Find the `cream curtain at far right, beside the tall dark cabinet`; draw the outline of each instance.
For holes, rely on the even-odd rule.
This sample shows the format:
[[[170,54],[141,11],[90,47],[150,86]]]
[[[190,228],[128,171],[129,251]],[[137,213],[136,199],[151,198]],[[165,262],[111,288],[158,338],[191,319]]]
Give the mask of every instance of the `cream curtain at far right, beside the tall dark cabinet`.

▶ **WORK ITEM**:
Would you reproduce the entire listing, keeping every line as it is?

▶ **ANSWER BELOW**:
Find the `cream curtain at far right, beside the tall dark cabinet`; draw the outline of each instance.
For holes, rely on the even-odd rule.
This sample shows the format:
[[[170,54],[141,11],[90,47],[150,86]]]
[[[190,228],[128,171],[129,251]],[[137,213],[136,199],[151,198]],[[165,262],[111,288],[158,338],[191,319]]]
Give the mask of every instance of the `cream curtain at far right, beside the tall dark cabinet`.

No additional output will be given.